__WHAT YOU SHOULD DO__.
Print all the records below exactly as they stand, but leave out the pictures.
---------- DATA PROVIDED ----------
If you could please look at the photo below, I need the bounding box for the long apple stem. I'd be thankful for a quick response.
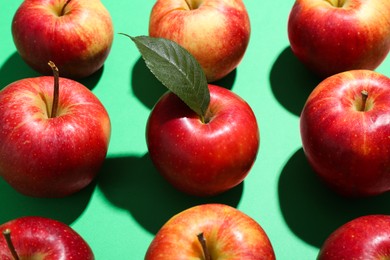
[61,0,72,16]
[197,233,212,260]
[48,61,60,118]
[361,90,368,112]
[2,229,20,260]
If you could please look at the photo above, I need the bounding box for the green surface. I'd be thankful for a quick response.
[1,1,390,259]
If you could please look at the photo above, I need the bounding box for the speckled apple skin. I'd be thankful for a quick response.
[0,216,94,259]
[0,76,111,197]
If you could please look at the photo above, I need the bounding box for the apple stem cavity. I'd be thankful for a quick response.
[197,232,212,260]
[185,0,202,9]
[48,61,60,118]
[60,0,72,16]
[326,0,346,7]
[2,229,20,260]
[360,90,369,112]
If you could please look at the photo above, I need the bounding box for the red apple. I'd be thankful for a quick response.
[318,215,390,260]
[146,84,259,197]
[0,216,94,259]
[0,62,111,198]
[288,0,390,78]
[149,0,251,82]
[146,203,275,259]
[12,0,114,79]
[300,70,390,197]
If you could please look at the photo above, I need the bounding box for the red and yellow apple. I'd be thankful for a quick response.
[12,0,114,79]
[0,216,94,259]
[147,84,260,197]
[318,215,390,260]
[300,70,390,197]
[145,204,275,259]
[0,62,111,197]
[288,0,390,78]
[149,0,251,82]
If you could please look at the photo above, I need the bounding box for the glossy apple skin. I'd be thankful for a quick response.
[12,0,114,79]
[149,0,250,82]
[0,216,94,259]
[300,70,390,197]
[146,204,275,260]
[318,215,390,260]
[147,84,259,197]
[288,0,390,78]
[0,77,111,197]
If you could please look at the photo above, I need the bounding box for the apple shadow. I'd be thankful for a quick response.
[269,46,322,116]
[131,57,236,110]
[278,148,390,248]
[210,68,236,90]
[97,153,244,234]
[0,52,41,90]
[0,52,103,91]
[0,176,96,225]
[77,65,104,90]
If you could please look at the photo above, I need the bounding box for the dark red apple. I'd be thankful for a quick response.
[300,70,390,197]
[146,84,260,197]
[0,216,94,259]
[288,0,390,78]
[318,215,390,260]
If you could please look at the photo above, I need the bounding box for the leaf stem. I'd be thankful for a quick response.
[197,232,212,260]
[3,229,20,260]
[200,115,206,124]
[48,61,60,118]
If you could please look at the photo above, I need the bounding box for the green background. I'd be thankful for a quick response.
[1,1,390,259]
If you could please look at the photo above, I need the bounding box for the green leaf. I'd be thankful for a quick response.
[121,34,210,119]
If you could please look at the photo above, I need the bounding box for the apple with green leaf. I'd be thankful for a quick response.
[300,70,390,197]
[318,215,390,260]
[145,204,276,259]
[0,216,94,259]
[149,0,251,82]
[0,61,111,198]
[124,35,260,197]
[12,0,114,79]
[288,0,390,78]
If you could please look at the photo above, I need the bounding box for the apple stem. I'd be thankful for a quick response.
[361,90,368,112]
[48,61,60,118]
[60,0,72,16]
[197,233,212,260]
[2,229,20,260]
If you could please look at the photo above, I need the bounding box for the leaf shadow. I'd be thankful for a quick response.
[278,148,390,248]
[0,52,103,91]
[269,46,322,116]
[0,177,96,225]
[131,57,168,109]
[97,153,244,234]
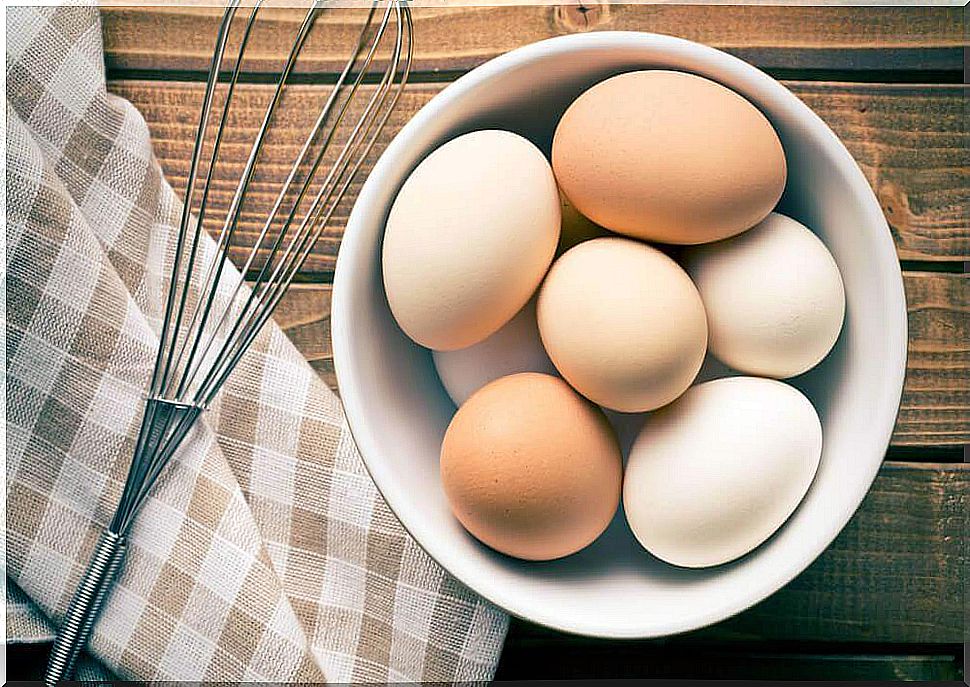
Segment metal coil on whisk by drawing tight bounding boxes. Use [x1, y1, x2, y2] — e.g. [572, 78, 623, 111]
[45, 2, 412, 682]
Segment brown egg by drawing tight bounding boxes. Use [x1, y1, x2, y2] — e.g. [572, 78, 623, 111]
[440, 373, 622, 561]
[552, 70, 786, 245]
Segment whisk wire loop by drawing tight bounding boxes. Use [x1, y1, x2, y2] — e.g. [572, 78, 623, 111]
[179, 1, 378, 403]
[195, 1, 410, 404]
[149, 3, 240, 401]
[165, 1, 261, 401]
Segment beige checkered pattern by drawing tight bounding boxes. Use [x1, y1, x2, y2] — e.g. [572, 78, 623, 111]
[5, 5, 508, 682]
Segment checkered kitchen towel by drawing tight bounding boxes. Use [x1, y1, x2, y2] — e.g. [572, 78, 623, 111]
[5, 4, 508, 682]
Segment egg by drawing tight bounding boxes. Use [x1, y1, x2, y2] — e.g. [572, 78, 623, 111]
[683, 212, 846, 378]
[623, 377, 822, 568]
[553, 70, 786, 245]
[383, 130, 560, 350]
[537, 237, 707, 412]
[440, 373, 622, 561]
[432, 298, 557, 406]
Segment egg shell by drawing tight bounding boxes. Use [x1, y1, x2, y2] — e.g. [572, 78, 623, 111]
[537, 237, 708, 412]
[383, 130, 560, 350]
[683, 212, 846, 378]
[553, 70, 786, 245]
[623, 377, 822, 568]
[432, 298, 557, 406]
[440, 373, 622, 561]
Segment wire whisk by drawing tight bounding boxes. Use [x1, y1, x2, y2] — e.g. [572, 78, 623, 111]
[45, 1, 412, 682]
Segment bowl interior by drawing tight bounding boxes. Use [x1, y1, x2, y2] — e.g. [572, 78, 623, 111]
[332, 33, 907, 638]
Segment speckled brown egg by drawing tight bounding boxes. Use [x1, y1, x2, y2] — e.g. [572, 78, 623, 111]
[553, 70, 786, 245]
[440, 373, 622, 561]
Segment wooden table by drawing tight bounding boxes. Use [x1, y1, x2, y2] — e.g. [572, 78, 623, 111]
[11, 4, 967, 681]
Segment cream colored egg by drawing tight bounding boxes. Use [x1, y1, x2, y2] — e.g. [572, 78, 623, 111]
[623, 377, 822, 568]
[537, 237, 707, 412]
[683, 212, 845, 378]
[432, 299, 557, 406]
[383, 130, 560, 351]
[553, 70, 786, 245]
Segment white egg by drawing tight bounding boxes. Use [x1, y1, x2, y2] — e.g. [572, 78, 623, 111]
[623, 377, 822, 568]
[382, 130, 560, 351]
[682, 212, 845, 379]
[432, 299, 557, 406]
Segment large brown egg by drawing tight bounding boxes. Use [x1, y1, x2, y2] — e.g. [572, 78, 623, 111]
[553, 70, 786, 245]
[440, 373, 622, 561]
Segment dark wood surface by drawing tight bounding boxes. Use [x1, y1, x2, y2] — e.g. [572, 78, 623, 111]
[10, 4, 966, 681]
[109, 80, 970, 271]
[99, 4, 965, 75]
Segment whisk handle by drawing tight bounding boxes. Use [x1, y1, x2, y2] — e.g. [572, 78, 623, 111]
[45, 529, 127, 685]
----------
__THE ANSWER__.
If you could please look at the photo below, I need the bounding box for the long apple stem. I'd be thankful for a quick response.
[61,0,72,16]
[197,233,212,260]
[48,61,60,118]
[361,90,368,112]
[2,229,20,260]
If you could please look at the photo above, I need the bounding box for the green surface. I'd be thankful for a quick response.
[1,1,390,259]
If you could please look at the photo above, I need the bounding box for the speckled apple skin. I'd be thankful for a quick response.
[0,216,94,259]
[0,76,111,197]
If you could please look at the photo above, I need the bounding box for the apple stem cavity. I'd be thankful for a quick response.
[197,232,212,260]
[185,0,202,9]
[48,61,60,118]
[60,0,72,16]
[326,0,346,7]
[2,229,20,260]
[360,90,369,112]
If you could please look at the photo above, I need the bounding box for the red apple. I'd be thankful for a quick response.
[318,215,390,260]
[146,84,259,197]
[0,216,94,259]
[0,62,111,198]
[288,0,390,78]
[149,0,251,82]
[146,203,275,259]
[12,0,114,79]
[300,70,390,197]
If you could please look at the photo above, I need the bounding box for the red and yellow apple. I'd be thankful for a quick response.
[12,0,114,79]
[0,216,94,259]
[147,84,260,197]
[318,215,390,260]
[300,70,390,197]
[145,204,275,259]
[0,62,111,197]
[288,0,390,78]
[149,0,251,82]
If you could please look at the photo above, I need the bounding box for the glossy apple skin. I'd be thankful for a quick response.
[12,0,114,79]
[149,0,250,82]
[0,216,94,259]
[300,70,390,197]
[146,204,275,260]
[318,215,390,260]
[147,84,259,197]
[288,0,390,78]
[0,77,111,197]
If you could please look at the photo above, I need the bounding box for the apple shadow. I'd be thankful for a quick response.
[269,46,322,116]
[131,57,236,110]
[278,148,390,248]
[210,68,236,90]
[97,153,244,234]
[0,52,41,90]
[0,52,103,91]
[0,176,96,225]
[77,65,104,90]
If you could please look at the photo above, I need the bounding box for the dark red apple. I'd be thankful for a quick response.
[300,70,390,197]
[146,84,260,197]
[0,216,94,259]
[288,0,390,78]
[318,215,390,260]
If you could please look at the photo above, I need the bounding box for the leaf stem. I'd be thankful for a quick response.
[197,232,212,260]
[3,229,20,260]
[200,115,206,124]
[48,61,60,118]
If you could please look at the photo above, I need the bounding box for the green background. I'd be thankful for a quick response.
[1,1,390,259]
If you could please look at the photo above, I need the bounding box for the green leaf. I'd be thankful for a quick response.
[121,34,210,119]
If you could please look at the photo above, I need the bounding box for the apple with green leaf. I'd be thankful for a quick response.
[300,70,390,197]
[318,215,390,260]
[145,204,276,259]
[0,216,94,259]
[149,0,251,82]
[0,61,111,198]
[124,35,260,197]
[12,0,114,79]
[288,0,390,78]
If you could please look at the photo above, I need the bounding box for the apple stem. I'd be thankful for a quick response.
[361,90,368,112]
[48,61,60,118]
[60,0,72,16]
[197,233,212,260]
[2,229,20,260]
If you could please look at the photo above, I need the bounding box for the leaf shadow. I'd be thankful for a quick response.
[278,148,390,248]
[0,52,103,91]
[269,46,322,116]
[0,177,96,225]
[131,57,168,109]
[97,153,244,234]
Segment metal coil on whisk by drawing tight bounding boxes. Use [x1, y1, x2, y2] — e.g. [572, 78, 623, 111]
[45, 2, 412, 682]
Segment brown egg by drawing tight bounding boxes. Use [x1, y1, x2, y2] — e.g. [572, 78, 623, 111]
[440, 373, 622, 561]
[552, 70, 786, 245]
Segment whisk wire loop by drawing tight bounding boxes. Use [x1, y1, x2, y2] — e.g. [572, 78, 623, 111]
[179, 1, 378, 403]
[195, 1, 410, 404]
[149, 3, 240, 401]
[165, 1, 261, 401]
Segment beige checkered pattern by drawing tight bounding boxes. Use [x1, y1, x2, y2] — e.g. [572, 78, 623, 111]
[5, 5, 508, 682]
Segment checkered kitchen towel by drawing tight bounding boxes. Use [x1, y1, x2, y2] — e.g. [572, 78, 623, 111]
[5, 4, 508, 682]
Segment egg by drawing tight bounding boxes. Use [x1, y1, x2, y2] — e.g. [572, 78, 623, 111]
[683, 212, 846, 378]
[623, 377, 822, 568]
[553, 70, 786, 245]
[383, 130, 560, 350]
[537, 237, 707, 412]
[440, 373, 622, 561]
[432, 298, 557, 406]
Segment egg shell by drawing tight bounding boxes. Use [x1, y1, x2, y2] — e.g. [572, 78, 623, 111]
[537, 237, 708, 412]
[383, 130, 560, 350]
[683, 212, 846, 378]
[553, 70, 786, 245]
[623, 377, 822, 568]
[432, 298, 557, 406]
[440, 373, 622, 561]
Segment wire whisk by drawing tight bounding boxes. Use [x1, y1, x2, y2] — e.g. [572, 78, 623, 111]
[45, 1, 412, 682]
Segment bowl interior by drawing tight bounding boxes. Use [x1, y1, x2, y2] — e.g. [572, 78, 623, 111]
[332, 33, 907, 638]
Segment speckled brown egg by drawing tight bounding boxes. Use [x1, y1, x2, y2] — e.g. [572, 78, 623, 111]
[553, 70, 786, 245]
[440, 373, 622, 561]
Segment wooden table by drawing tight bounding boxes. Use [x1, y1, x2, y2] — e.g. [572, 78, 623, 111]
[11, 4, 967, 681]
Segment cream colored egg by drawing tight bounding boxes. Use [x1, y1, x2, y2] — e.g. [572, 78, 623, 111]
[623, 377, 822, 568]
[537, 237, 707, 412]
[683, 212, 845, 378]
[432, 299, 557, 406]
[383, 130, 560, 351]
[553, 70, 786, 245]
Segment white egg by drawing tight bounding boxes. Use [x1, y1, x2, y2] — e.g. [572, 78, 623, 111]
[623, 377, 822, 568]
[382, 130, 560, 351]
[682, 212, 845, 379]
[432, 299, 557, 406]
Segment large brown egg by drawing tight bounding boxes. Use [x1, y1, x2, y2] — e.g. [572, 78, 623, 111]
[553, 70, 786, 245]
[440, 373, 622, 561]
Segment dark wood surface by drawing tight bounding boxes. Use [x1, y1, x2, y2] — e.g. [572, 78, 623, 111]
[10, 4, 966, 681]
[109, 80, 970, 271]
[99, 4, 965, 75]
Segment whisk handle by drawing tight bounding boxes. Use [x1, y1, x2, y2] — e.g. [572, 78, 623, 111]
[45, 529, 127, 685]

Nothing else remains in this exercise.